** Material to process follows **

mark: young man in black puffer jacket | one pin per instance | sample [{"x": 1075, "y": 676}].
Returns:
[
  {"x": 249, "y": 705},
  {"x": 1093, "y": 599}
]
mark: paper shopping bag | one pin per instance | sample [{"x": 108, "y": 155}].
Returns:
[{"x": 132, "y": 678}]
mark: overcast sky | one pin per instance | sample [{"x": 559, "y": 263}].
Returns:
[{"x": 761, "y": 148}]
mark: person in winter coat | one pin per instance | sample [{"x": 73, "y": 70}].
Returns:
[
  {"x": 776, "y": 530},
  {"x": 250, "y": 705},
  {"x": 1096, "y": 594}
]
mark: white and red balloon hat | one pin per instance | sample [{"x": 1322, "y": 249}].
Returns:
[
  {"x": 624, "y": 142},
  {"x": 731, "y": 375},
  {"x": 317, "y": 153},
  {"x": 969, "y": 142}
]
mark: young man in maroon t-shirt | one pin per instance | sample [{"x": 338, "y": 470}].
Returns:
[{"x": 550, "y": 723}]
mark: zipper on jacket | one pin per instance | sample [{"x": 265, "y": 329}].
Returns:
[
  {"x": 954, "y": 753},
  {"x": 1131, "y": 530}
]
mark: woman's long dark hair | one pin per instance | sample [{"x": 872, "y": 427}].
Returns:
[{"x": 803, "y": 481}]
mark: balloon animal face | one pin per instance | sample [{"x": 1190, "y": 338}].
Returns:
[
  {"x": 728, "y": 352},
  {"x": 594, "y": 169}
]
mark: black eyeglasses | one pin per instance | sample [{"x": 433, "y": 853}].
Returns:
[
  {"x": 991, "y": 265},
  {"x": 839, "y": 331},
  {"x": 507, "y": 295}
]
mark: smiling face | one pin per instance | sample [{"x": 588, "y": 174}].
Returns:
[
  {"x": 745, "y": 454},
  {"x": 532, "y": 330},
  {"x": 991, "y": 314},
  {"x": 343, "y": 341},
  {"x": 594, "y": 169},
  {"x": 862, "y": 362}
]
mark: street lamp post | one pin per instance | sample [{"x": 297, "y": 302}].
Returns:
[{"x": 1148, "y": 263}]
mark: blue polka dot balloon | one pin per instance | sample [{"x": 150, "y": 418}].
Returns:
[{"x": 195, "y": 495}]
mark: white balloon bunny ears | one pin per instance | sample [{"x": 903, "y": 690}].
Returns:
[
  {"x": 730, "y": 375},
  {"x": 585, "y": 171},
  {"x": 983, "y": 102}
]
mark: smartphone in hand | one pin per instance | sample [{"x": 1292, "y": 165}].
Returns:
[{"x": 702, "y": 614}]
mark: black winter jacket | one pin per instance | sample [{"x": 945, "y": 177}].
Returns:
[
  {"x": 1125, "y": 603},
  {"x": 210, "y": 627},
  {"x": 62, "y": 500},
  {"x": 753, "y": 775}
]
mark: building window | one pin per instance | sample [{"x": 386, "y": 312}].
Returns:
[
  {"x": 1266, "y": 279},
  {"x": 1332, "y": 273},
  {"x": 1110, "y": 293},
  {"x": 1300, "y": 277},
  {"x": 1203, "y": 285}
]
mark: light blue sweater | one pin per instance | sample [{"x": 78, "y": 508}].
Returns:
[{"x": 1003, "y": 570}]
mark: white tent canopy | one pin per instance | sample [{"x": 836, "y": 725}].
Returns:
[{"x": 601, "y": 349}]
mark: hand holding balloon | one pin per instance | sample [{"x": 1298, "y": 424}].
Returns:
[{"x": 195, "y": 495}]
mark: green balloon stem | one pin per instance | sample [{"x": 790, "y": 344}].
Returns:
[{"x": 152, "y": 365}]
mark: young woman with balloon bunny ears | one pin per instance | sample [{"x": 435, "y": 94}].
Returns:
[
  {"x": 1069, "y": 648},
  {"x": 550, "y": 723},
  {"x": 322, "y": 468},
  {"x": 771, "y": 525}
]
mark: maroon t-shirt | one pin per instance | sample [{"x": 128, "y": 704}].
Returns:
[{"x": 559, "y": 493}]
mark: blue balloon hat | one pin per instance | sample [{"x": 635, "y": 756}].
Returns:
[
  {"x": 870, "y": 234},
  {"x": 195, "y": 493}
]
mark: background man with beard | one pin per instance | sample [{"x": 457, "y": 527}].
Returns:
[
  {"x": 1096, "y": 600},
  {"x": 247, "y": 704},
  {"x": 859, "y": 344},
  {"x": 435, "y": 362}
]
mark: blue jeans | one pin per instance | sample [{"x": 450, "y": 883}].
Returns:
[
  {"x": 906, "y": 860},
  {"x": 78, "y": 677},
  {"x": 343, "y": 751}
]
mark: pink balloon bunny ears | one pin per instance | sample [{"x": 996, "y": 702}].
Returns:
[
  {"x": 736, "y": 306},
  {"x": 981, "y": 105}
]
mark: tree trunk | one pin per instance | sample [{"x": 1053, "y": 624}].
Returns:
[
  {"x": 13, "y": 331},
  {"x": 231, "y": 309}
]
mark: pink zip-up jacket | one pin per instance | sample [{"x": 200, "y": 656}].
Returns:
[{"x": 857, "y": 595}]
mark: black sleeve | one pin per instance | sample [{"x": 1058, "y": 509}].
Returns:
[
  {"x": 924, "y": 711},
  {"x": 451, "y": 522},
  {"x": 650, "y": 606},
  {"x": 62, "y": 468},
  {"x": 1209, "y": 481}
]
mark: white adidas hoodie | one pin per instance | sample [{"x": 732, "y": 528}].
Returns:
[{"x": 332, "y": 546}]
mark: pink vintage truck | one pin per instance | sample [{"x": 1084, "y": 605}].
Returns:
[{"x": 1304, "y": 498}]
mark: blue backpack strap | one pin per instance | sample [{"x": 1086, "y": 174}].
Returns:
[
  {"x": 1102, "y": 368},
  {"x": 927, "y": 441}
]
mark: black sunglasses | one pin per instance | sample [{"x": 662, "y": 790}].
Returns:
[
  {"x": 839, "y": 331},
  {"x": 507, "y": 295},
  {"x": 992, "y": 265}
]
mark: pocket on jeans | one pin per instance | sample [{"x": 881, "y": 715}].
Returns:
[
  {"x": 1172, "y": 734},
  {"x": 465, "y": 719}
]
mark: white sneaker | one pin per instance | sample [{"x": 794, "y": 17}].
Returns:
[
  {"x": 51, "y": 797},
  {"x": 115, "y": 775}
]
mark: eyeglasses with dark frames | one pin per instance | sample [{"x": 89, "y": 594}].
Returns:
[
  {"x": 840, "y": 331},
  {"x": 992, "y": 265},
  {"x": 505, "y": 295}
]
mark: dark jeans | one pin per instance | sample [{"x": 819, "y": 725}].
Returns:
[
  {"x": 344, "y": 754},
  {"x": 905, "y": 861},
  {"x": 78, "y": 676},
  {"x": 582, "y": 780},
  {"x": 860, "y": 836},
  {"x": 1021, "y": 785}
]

** End of Material to process **

Task directions
Lines from the entries that contain the word "face" are what the answer must hold.

Exercise response
mark: balloon animal face | one pin per instance | sample [{"x": 1190, "y": 338}].
mark: smiling face | one pin per instance | sample [{"x": 588, "y": 174}].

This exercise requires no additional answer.